Programmable Media

Adaptive bitrate streaming

Last updated: Nov-01-2024

Adaptive bitrate streaming is a video delivery technique that adjusts the quality of a video stream in real time according to detected bandwidth and CPU capacity. This enables videos to start quicker, with fewer buffering interruptions, and at the best possible quality for the current device and network connection, to maximize user experience.

Cloudinary can automatically generate and deliver HLS or MPEG-DASH adaptive bitrate streaming videos at the required quality levels, including generating all of the required files from a single original video asset.

How adaptive bitrate streaming works

When adaptive bitrate streaming is applied, then as a video begins to download, the client can play the first few seconds of the movie at a low quality to get started quickly. When the user's video buffer is full and assuming CPU utilization is low, the client player may switch to a higher quality stream to enhance the viewing experience. If the buffer later drops below certain levels, or CPU utilization jumps above certain thresholds, the client may switch to a lower quality stream.

At the start of the streaming session, the client software downloads a master playlist file containing the metadata for the various sub-streams that are available. The client software then decides what to download from the available media files, based on predefined factors such as device type, resolution, current bandwidth, size, etc.

To deliver videos using adaptive streaming, you need multiple copies of your video prepared at different resolutions, qualities, and data rates. These are called video representations (also sometimes known as variants). You also need index and streaming files for each representation. The master file references the available representations, provides information required for the client to choose between them, and includes other required metadata, depending on the delivery protocol.

Cloudinary can automatically generate and deliver all of these files from a single original video, transcoded to either or both of the following protocols:

  • HTTP Live Streaming (HLS)
  • Dynamic Adaptive Streaming over HTTP (MPEG-DASH)

See also: HTTP Live Streaming feature overview.

Delivering adaptive bitrate streaming videos

To deliver videos from Cloudinary using HLS or MPEG-DASH, you can either let Cloudinary automatically choose the best streaming profile, or manually select your own.

Note
There is a difference in how transformations are counted for each of these solutions.

Automatic streaming profile selection

The easiest way to deliver videos from Cloudinary using HLS or DASH adaptive bitrate streaming is to let Cloudinary choose the best streaming profile on the fly.

** RECORDED DATA **
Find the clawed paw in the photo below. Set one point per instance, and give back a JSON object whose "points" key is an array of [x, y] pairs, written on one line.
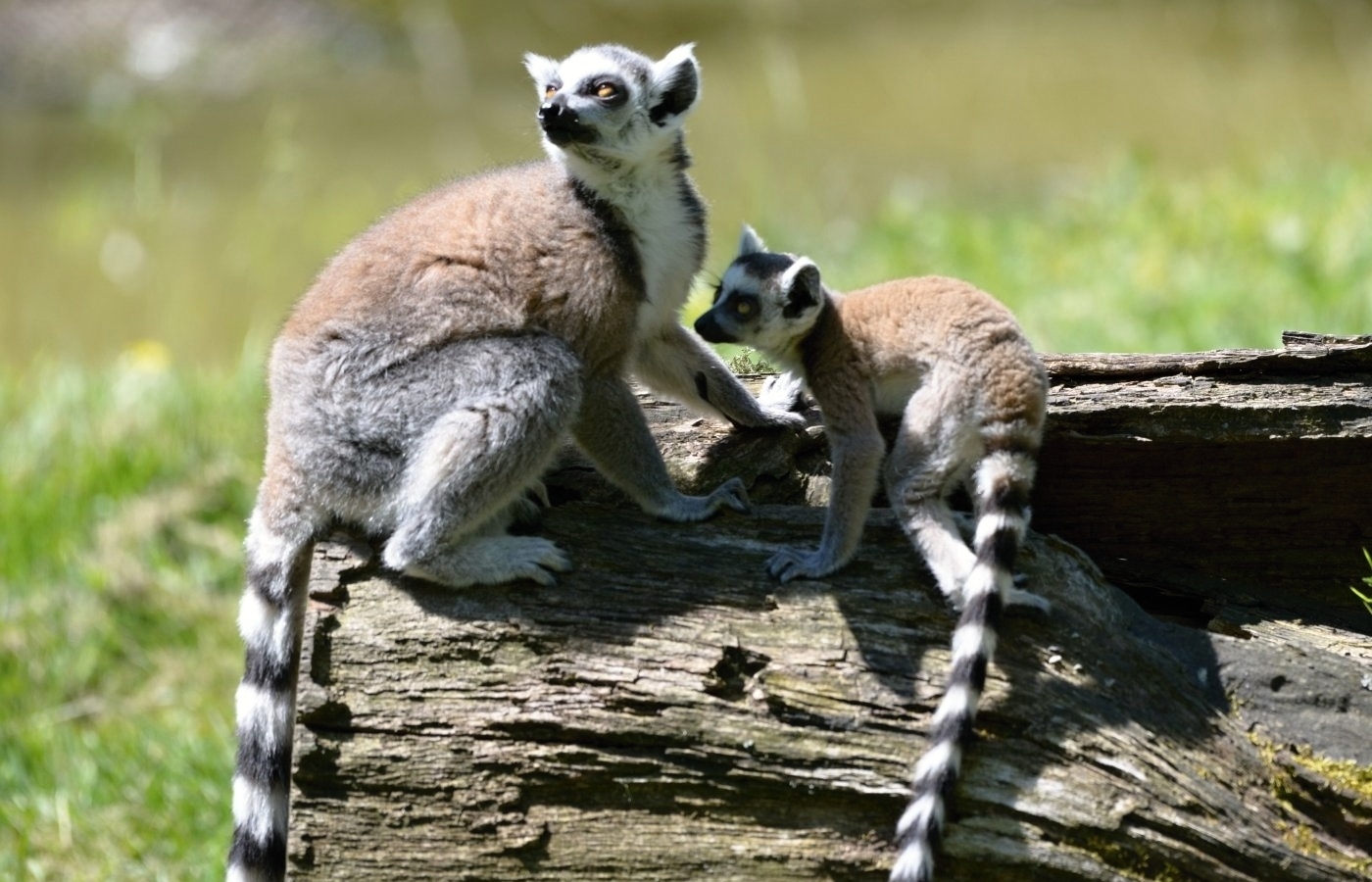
{"points": [[799, 564]]}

** CHALLENGES **
a – Using the adaptive bitrate streaming page, answer each of the following:
(i) What file does the client software download at the start of a streaming session?
(ii) What other name is sometimes used for video representations?
(iii) Which two protocols can Cloudinary transcode a single original video to?
b – Pick up the adaptive bitrate streaming page after its final sentence and continue it.

** PER-TASK ANSWERS **
a –
(i) A master playlist file containing the metadata for the various sub-streams that are available.
(ii) Variants.
(iii) HTTP Live Streaming (HLS) and Dynamic Adaptive Streaming over HTTP (MPEG-DASH).

b –
Set the streaming_profile parameter to auto (sp_auto in URLs), and specify an extension of either .m3u8 for HLS or .mpd for DASH. Automatic streaming profile selection uses the CMAF format and your video will be processed for streaming using either of the protocols on first request.

Here's an example using HLS:

Notes
  • Depending on your browser, you may not be able to play the streamed video without the use of a video player that supports adaptive bitrate streaming. The video above is displayed using the Cloudinary video player.
  • When requesting a DASH stream, you will receive a 423 response until the video has been processed.
  • Currently, a limited set of video transformations are supported for use together with sp_auto. See examples of transformations that you can apply in Combining transformations with automatic streaming profile selection.

See full syntax: sp_auto in the Transformation Reference.

Setting the maximum resolution

To optimize bandwidth usage and give you better expense predictability when using sp_auto, you can limit the resolution of the streamed video.

The default maximum resolution is 1080p, but you can also choose from these other options: 720p, 540p, and 360p.

For example, setting the maximum resolution to 360p (sp_auto:maxres_360p):

Note
The possible values for maxres refer to the shorter edge of the video. For example, 720p is 720 pixels by 1280 pixels, regardless of the orientation of the video (portrait or landscape).

Defining alternate audio tracks

When using automatic streaming profiles, you can take advantage of defining alternate audio tracks that will be added to your generated manifest file. This allows you to enhance accessibility, support multiple languages, or offer unique audio experiences such as descriptive soundtracks. When delivered using a compatible video player (such as the Cloudinary Video Player), users will be able to select their preferred audio track from the UI.

To define additional audio tracks, use the audio layer transformation (l_audio) with the alternate flag (fl_alternate). This flag takes two additional parameters used to describe the language of the audio track and the name that is displayed in the UI:

  • lang - the IETF language tag and optional regional tag. For example lang_en-US.
  • name - An optional name for the audio track that will be shown in the player UI. For example name_Description. If no name is provided, the name will be inferred from the language.

Here's an example showing a video that now has an alternate instrumental audio track as well as the original vocal track:

The transformation is broken down as follows:

  • fl_alternate:lang_en;name_Original,l_audio:outdoors - adds the original audio from the video using the same public ID (outdoors). The alternate flag is added with the language set to en and the name set to Original.
  • fl_alternate:lang_en;name_Instrumental,l_audio:docs:instrumental-short - adds another audio layer, setting the language again to en but this time with the name Instrumental.
  • sp_auto - applies automatic streaming profile selection.

And when delivered using the Cloudinary Video Player, the audio selection menu is visible:

Notes
  • The fl_alternate flag is not currently supported by our SDKs.
  • All audio tracks must be added as a layer, including the original track, otherwise the first audio layer will be used as the default.
  • Audio transformations can be applied to an audio layer as normal, for example to adjust the volume of a particular track (e_volume).

Interactive demo: automatic streaming profile selection

See various videos being streamed using automatic streaming profile selection in this interactive demo.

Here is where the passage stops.